■ **Excerpt provided**:

I am conflicted about the licensing for one of my projects. My goals for the license are very similar to the GPL, with one notable exception. I want to remain the sole copyright owner - to keep options like potentially commercially licensing the project under another license open.

In my understanding, all would be fine with just the GPL, except for contributions. The way all the big projects work is, by requiring contributors to sign a CLA/CTA - which to be frank is hugely unrealistic for 99% of contributors to do for something like a simple bug fix.

This question is certainly similar to this one this one The main differences being a) Exclusive copyright and b) enforceability; is a comment on a PR enough? ('Do you agree with the terms as stated in...?' 'I do'). Thanks.

  • 2
    Copyright assignments are impossible in some countries, which is why CLAs are more useful (and achieve essentially the same effect). There may also be formal requirements for a transfer, e.g. written form, or that the original rightsholder receives something in consideration for transferring the copyright. This is very much something you shouldn't do something by yourself, but would require a lawyer to draw up a reliable contract.

■ **Given instruction 1**: Tally the lines in the records that contain the string "surface", and give only the number.

Entries from a pointing dataset:
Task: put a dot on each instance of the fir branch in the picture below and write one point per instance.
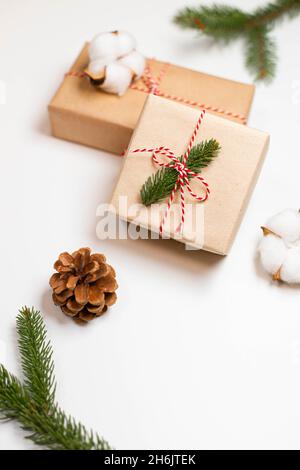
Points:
(36, 357)
(261, 54)
(160, 184)
(32, 404)
(224, 23)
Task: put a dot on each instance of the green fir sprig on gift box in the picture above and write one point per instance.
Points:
(32, 403)
(161, 184)
(224, 24)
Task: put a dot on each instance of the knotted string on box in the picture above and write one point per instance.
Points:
(184, 173)
(152, 86)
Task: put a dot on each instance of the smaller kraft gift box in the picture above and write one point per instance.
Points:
(165, 133)
(81, 113)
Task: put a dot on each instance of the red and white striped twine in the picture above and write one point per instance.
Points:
(184, 173)
(152, 87)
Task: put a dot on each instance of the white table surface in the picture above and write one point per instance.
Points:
(200, 352)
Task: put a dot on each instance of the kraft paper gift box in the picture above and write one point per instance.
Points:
(231, 176)
(81, 113)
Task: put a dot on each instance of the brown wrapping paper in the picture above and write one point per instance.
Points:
(80, 113)
(211, 225)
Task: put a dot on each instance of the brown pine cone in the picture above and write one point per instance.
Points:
(84, 285)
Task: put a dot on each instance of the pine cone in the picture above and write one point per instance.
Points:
(84, 285)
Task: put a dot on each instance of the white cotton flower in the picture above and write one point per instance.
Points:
(117, 79)
(96, 67)
(114, 63)
(135, 62)
(280, 248)
(286, 225)
(272, 252)
(290, 269)
(104, 45)
(126, 43)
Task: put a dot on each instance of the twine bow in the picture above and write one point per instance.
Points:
(184, 174)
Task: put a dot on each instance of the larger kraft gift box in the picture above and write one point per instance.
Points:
(81, 113)
(231, 176)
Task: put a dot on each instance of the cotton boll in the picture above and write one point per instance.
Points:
(117, 79)
(273, 252)
(104, 46)
(290, 270)
(286, 224)
(96, 67)
(135, 61)
(126, 43)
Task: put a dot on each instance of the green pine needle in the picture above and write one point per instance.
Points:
(160, 184)
(32, 404)
(261, 54)
(225, 23)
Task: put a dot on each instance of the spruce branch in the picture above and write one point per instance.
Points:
(224, 24)
(32, 403)
(160, 185)
(261, 54)
(36, 358)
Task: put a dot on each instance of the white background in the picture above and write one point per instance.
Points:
(200, 351)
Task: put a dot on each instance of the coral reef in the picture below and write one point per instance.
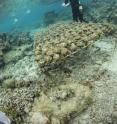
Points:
(60, 104)
(60, 41)
(14, 46)
(17, 102)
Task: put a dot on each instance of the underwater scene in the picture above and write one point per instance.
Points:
(58, 61)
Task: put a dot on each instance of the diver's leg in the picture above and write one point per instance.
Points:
(80, 15)
(74, 14)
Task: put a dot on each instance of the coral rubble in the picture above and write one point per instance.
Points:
(60, 41)
(61, 104)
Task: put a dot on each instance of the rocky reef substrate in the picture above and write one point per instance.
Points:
(69, 95)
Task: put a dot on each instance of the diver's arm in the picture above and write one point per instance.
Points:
(66, 3)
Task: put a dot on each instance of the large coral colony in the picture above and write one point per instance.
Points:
(29, 103)
(62, 40)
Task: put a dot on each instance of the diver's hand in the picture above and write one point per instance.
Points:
(65, 5)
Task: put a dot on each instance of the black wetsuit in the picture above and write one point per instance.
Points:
(76, 13)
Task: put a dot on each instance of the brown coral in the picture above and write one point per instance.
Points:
(62, 39)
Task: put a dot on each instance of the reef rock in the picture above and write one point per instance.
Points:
(61, 41)
(60, 104)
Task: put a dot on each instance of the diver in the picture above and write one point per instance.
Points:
(77, 9)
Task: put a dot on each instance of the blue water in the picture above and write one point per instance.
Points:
(26, 18)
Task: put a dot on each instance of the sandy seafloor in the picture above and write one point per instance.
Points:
(97, 65)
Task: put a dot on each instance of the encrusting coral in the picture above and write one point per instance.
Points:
(60, 104)
(61, 40)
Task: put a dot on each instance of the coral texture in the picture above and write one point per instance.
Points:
(60, 41)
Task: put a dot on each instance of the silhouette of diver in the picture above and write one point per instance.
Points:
(77, 9)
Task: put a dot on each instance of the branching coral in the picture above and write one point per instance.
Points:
(62, 40)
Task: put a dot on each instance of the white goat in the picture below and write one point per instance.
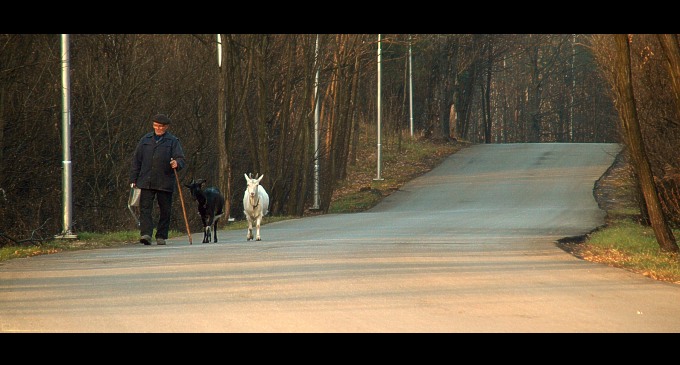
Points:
(255, 204)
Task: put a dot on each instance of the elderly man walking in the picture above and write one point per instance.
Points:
(157, 154)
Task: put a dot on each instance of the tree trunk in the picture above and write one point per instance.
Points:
(630, 123)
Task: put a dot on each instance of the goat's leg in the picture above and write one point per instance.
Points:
(206, 234)
(249, 235)
(259, 219)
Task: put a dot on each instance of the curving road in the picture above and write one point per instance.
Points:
(468, 247)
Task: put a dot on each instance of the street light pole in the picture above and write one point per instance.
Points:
(67, 233)
(379, 76)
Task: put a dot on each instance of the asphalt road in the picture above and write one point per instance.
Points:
(468, 247)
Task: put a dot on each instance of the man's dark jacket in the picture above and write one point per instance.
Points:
(151, 162)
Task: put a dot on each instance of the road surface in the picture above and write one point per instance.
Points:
(468, 247)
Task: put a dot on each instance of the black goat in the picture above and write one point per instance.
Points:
(210, 207)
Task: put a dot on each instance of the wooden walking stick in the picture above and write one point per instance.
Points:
(181, 198)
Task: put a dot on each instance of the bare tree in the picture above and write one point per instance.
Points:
(623, 85)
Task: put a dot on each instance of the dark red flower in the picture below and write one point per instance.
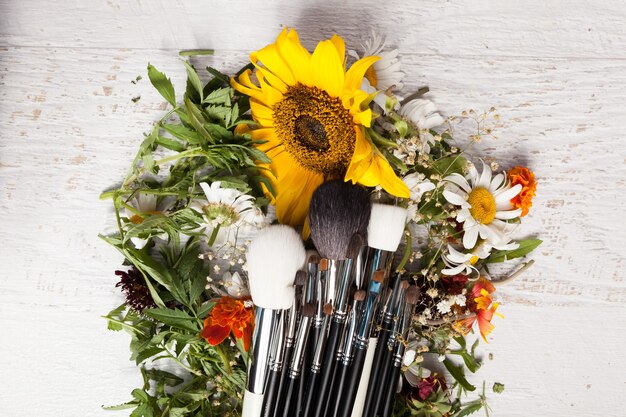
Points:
(134, 287)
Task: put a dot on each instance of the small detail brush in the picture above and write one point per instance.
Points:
(385, 230)
(273, 258)
(410, 299)
(290, 407)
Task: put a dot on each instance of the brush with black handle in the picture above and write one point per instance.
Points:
(273, 258)
(282, 344)
(384, 232)
(338, 212)
(289, 404)
(393, 366)
(392, 311)
(345, 366)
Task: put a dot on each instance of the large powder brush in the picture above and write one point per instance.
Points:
(337, 211)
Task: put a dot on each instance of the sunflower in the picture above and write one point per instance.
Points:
(311, 115)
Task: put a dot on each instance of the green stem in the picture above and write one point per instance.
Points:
(225, 361)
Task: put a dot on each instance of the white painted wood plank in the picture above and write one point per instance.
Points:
(565, 28)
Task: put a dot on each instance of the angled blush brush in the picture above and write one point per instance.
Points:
(337, 213)
(395, 361)
(273, 258)
(385, 230)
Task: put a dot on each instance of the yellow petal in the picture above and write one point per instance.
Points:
(296, 56)
(340, 46)
(327, 69)
(355, 74)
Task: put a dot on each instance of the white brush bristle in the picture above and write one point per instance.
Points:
(386, 227)
(273, 259)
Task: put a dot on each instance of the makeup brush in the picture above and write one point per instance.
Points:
(289, 405)
(311, 397)
(355, 387)
(273, 258)
(345, 366)
(410, 299)
(391, 317)
(337, 212)
(385, 230)
(278, 367)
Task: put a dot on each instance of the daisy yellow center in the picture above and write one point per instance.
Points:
(220, 214)
(483, 204)
(315, 129)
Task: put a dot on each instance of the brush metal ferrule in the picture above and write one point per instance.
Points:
(292, 323)
(349, 341)
(369, 312)
(264, 323)
(335, 268)
(320, 344)
(404, 327)
(298, 354)
(344, 283)
(277, 354)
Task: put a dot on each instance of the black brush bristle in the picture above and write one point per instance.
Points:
(338, 210)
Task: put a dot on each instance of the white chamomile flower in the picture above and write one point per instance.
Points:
(146, 204)
(422, 113)
(234, 284)
(484, 202)
(463, 263)
(230, 212)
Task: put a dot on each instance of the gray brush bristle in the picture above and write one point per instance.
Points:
(338, 210)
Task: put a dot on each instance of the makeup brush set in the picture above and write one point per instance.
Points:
(331, 325)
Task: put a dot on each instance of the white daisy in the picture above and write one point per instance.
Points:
(422, 113)
(145, 204)
(485, 201)
(463, 263)
(228, 214)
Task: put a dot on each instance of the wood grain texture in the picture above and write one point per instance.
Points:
(68, 130)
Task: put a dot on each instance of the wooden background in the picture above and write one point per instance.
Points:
(555, 70)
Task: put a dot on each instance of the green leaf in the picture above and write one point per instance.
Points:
(525, 247)
(193, 78)
(173, 317)
(470, 408)
(450, 164)
(170, 144)
(182, 133)
(458, 374)
(162, 84)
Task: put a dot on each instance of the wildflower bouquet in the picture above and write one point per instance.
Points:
(237, 154)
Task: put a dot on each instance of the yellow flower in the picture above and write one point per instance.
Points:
(311, 116)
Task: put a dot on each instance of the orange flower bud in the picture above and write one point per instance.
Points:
(525, 177)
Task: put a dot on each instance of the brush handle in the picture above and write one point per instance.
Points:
(312, 395)
(359, 401)
(387, 407)
(284, 378)
(382, 385)
(252, 404)
(375, 377)
(291, 398)
(271, 393)
(348, 384)
(328, 367)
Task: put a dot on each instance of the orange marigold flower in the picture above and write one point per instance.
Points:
(525, 177)
(484, 308)
(229, 315)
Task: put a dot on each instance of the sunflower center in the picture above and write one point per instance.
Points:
(483, 205)
(311, 133)
(220, 214)
(315, 129)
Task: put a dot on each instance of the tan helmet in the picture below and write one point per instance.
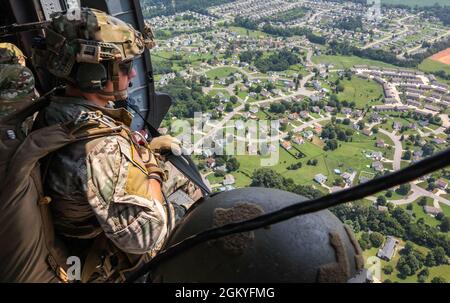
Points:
(10, 54)
(87, 47)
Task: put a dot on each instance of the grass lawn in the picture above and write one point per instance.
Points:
(348, 157)
(249, 33)
(442, 270)
(419, 213)
(348, 61)
(416, 2)
(429, 65)
(445, 209)
(361, 91)
(221, 72)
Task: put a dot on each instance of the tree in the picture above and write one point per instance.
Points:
(266, 177)
(232, 164)
(229, 107)
(389, 193)
(423, 275)
(438, 280)
(404, 189)
(439, 255)
(428, 149)
(339, 181)
(219, 173)
(388, 269)
(381, 200)
(407, 155)
(376, 239)
(422, 201)
(429, 260)
(445, 224)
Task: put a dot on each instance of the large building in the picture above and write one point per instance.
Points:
(388, 250)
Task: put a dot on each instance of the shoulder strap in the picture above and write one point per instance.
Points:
(183, 163)
(29, 110)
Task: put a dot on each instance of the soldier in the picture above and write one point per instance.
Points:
(107, 200)
(16, 80)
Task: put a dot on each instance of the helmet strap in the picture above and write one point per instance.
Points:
(118, 94)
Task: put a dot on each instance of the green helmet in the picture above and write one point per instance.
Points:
(10, 54)
(87, 47)
(314, 247)
(16, 88)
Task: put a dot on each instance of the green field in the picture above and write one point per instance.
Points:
(416, 2)
(348, 157)
(361, 92)
(348, 61)
(221, 72)
(442, 270)
(429, 65)
(245, 32)
(419, 213)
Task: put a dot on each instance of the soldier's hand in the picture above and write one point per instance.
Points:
(165, 144)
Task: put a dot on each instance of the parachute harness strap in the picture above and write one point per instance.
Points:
(408, 174)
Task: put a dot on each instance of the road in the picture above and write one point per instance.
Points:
(389, 37)
(417, 191)
(398, 148)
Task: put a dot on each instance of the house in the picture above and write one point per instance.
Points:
(378, 166)
(347, 177)
(304, 114)
(284, 121)
(254, 109)
(211, 162)
(375, 155)
(380, 143)
(438, 141)
(388, 250)
(382, 208)
(346, 110)
(320, 178)
(431, 210)
(228, 180)
(396, 125)
(163, 130)
(329, 109)
(222, 168)
(308, 135)
(298, 139)
(367, 132)
(441, 184)
(286, 145)
(207, 153)
(293, 116)
(318, 128)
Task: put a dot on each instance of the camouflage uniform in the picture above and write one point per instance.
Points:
(16, 81)
(97, 187)
(100, 187)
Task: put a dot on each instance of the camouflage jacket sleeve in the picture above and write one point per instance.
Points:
(119, 194)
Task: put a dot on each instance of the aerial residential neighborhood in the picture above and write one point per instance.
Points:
(357, 91)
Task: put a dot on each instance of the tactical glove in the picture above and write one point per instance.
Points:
(164, 144)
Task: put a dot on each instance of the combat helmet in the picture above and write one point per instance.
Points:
(315, 247)
(87, 47)
(10, 54)
(16, 80)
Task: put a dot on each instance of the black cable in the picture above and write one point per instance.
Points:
(411, 173)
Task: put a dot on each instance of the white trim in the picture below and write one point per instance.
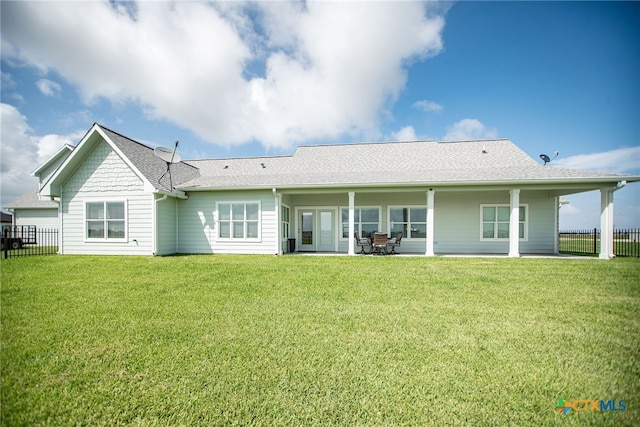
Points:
(104, 201)
(238, 239)
(278, 215)
(351, 219)
(340, 208)
(514, 222)
(408, 236)
(505, 239)
(606, 223)
(430, 225)
(337, 225)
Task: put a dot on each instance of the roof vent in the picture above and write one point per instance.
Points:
(546, 159)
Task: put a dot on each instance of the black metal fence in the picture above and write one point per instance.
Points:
(626, 242)
(27, 240)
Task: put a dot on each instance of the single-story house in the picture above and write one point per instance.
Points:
(32, 209)
(467, 197)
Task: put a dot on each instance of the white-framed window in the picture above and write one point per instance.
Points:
(411, 221)
(105, 220)
(285, 220)
(494, 222)
(239, 220)
(365, 221)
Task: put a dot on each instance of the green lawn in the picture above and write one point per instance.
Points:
(294, 340)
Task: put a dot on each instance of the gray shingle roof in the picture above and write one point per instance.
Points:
(402, 163)
(149, 164)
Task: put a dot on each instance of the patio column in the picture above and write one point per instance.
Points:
(352, 228)
(606, 223)
(514, 223)
(430, 225)
(278, 201)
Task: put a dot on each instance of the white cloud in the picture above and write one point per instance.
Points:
(407, 133)
(469, 129)
(22, 152)
(48, 87)
(427, 106)
(621, 160)
(291, 72)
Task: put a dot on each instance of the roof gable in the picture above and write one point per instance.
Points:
(138, 157)
(58, 156)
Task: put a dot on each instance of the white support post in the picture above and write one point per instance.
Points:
(352, 228)
(278, 201)
(606, 223)
(430, 224)
(514, 223)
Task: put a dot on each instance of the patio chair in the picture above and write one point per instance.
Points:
(362, 243)
(395, 243)
(379, 243)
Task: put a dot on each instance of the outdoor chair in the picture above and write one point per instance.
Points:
(379, 243)
(395, 243)
(362, 243)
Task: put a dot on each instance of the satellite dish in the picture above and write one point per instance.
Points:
(169, 156)
(547, 159)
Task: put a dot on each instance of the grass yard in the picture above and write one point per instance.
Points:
(294, 340)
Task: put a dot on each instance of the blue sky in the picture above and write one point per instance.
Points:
(247, 79)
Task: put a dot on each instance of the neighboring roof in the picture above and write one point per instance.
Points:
(30, 200)
(393, 163)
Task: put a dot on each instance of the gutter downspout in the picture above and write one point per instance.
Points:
(606, 220)
(155, 223)
(278, 221)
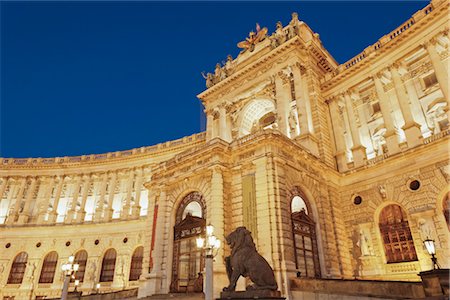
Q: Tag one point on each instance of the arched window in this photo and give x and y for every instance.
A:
(108, 266)
(49, 268)
(81, 260)
(188, 261)
(136, 263)
(396, 235)
(446, 209)
(18, 268)
(305, 241)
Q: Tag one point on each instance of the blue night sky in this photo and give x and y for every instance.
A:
(92, 77)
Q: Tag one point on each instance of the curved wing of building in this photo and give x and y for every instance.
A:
(339, 171)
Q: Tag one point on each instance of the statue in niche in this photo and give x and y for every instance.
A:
(425, 229)
(273, 42)
(364, 244)
(246, 261)
(253, 39)
(209, 79)
(93, 268)
(292, 120)
(280, 35)
(356, 253)
(382, 190)
(31, 269)
(229, 66)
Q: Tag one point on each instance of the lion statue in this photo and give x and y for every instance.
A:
(246, 261)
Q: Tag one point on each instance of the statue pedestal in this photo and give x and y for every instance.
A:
(251, 294)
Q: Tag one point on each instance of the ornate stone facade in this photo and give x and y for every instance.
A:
(361, 147)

■ **Given instruction 2**:
Answer the following questions using the licensing question:
(a) By remaining the sole copyright owner, which option does the author want to keep open?
(b) What two main differences does the author name between this question and the similar one?
(c) According to the comment at the end, why are CLAs more useful than copyright assignments?

■ **Written reply 1**: 2

■ **Written reply 2**:
(a) Potentially licensing the project commercially under another license.
(b) Exclusive copyright and enforceability.
(c) Copyright assignments are impossible in some countries.